> [Problem details]
Extract all data as written.

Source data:
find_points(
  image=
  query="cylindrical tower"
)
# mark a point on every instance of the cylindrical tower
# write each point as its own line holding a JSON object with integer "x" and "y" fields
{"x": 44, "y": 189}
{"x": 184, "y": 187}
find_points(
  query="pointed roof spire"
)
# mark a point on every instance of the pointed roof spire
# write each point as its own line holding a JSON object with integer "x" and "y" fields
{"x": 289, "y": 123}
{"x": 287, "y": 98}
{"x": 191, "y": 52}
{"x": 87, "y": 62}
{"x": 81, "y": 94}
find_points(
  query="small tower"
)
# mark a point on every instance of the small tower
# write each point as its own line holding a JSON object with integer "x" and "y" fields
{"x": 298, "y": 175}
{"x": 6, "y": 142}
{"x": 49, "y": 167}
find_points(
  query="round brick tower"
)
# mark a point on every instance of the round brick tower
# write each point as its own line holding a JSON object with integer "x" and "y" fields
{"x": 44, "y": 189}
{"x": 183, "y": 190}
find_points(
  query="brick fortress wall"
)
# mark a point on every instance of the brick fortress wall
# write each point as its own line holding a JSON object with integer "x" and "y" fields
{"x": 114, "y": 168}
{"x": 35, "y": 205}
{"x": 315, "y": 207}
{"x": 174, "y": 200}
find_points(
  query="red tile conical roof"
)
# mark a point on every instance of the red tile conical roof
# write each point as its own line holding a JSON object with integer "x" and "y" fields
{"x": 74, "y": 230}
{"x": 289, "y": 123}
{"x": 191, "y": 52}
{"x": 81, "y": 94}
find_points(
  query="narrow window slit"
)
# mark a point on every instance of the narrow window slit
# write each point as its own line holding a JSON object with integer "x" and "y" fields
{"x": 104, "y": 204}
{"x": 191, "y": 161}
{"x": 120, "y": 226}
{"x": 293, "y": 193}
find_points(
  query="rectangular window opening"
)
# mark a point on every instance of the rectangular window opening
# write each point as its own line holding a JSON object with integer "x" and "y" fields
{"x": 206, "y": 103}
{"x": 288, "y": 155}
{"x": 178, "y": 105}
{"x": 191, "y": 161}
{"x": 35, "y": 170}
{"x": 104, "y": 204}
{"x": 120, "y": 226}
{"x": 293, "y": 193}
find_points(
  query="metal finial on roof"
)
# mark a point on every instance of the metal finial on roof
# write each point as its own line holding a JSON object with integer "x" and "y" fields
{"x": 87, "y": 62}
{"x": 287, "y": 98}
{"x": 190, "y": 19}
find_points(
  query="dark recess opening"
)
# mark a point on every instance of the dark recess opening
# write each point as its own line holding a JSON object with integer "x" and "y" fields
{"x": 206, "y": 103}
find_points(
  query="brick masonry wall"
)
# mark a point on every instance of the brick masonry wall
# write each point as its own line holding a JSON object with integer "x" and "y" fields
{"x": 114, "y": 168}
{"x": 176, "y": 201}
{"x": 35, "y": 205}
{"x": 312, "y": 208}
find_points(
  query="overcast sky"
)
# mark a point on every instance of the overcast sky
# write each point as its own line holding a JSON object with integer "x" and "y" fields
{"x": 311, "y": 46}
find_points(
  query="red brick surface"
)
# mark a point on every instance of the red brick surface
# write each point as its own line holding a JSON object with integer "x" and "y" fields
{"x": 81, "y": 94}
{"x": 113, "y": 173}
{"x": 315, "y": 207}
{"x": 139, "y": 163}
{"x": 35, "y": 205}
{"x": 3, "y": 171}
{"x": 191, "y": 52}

> [Task output]
find_points(
  image=
  query="cylindrical tower"
)
# mark a point on every instance of the cylindrical tower
# write each point as its own line holding a JSON object with integer "x" and "y" fields
{"x": 44, "y": 189}
{"x": 184, "y": 187}
find_points(
  query="pointed roof spire"
)
# mark a point on every instance of the pointed roof spire
# write each point as its own line holding a JSON object with integer "x" and "y" fields
{"x": 289, "y": 123}
{"x": 287, "y": 98}
{"x": 191, "y": 52}
{"x": 87, "y": 62}
{"x": 81, "y": 94}
find_points(
  query="small tower"
)
# mark a point on every instance of the small tower
# write each point as its own line holding a JSON object with integer "x" and "y" fields
{"x": 298, "y": 175}
{"x": 6, "y": 142}
{"x": 49, "y": 167}
find_points(
  query="round brick tower"
)
# mark a point on every instance of the round brick tower
# write each point as its own line holding a JSON object with integer "x" and "y" fields
{"x": 44, "y": 189}
{"x": 183, "y": 190}
find_points(
  query="brick fortress wall"
)
# mark a point on every instance of the brick fortress wall
# write each point as its own line holding a JSON object with integer "x" and "y" fields
{"x": 114, "y": 168}
{"x": 35, "y": 205}
{"x": 315, "y": 207}
{"x": 174, "y": 200}
find_points(
  query="red tile conical roof"
)
# mark a point on every instance of the red tile conical roof
# write each point as its own line holding a JSON object with integer "x" and "y" fields
{"x": 74, "y": 230}
{"x": 289, "y": 123}
{"x": 191, "y": 52}
{"x": 81, "y": 94}
find_points(
  query="narrow window slit"
)
# mark a point on every instance of the narrow window slit
# write each point as its own line holding a JSON object with integer "x" and "y" fields
{"x": 104, "y": 204}
{"x": 191, "y": 161}
{"x": 120, "y": 226}
{"x": 293, "y": 193}
find_points(
  query="rectangular window opening"
)
# mark a point on every instance of the rectangular window opening
# write each point as its own line holding a JSON object with integer "x" and "y" fields
{"x": 206, "y": 103}
{"x": 288, "y": 155}
{"x": 178, "y": 105}
{"x": 191, "y": 161}
{"x": 35, "y": 170}
{"x": 104, "y": 204}
{"x": 120, "y": 226}
{"x": 293, "y": 193}
find_points(
  query="metal finial on roof"
)
# mark a point on every instance of the metal finial on roof
# write each point as its own line holding a JSON object with integer "x" and "y" fields
{"x": 87, "y": 62}
{"x": 287, "y": 98}
{"x": 190, "y": 19}
find_points(
  query="dark recess opening"
)
# mark a point on every instance of the dark recess opening
# write each point as its own line holding a JSON object with integer "x" and "y" fields
{"x": 206, "y": 103}
find_points(
  query="brick masonry wall"
)
# mark a point on every instance of the brick masonry wall
# write each point as its own line holding a JSON object with integer "x" and "y" fields
{"x": 114, "y": 168}
{"x": 176, "y": 201}
{"x": 35, "y": 205}
{"x": 312, "y": 208}
find_points(
  query="overcast sky"
)
# mark a point on every instance of the overcast sky
# write each point as its own line holding a JSON object with integer "x" and "y" fields
{"x": 311, "y": 46}
find_points(
  query="red brick surface"
)
# mark a point on every instance of the red brick surface
# write each point as its own line holding a JSON object with integer "x" and "y" fields
{"x": 81, "y": 94}
{"x": 113, "y": 173}
{"x": 315, "y": 207}
{"x": 139, "y": 163}
{"x": 35, "y": 205}
{"x": 3, "y": 171}
{"x": 191, "y": 52}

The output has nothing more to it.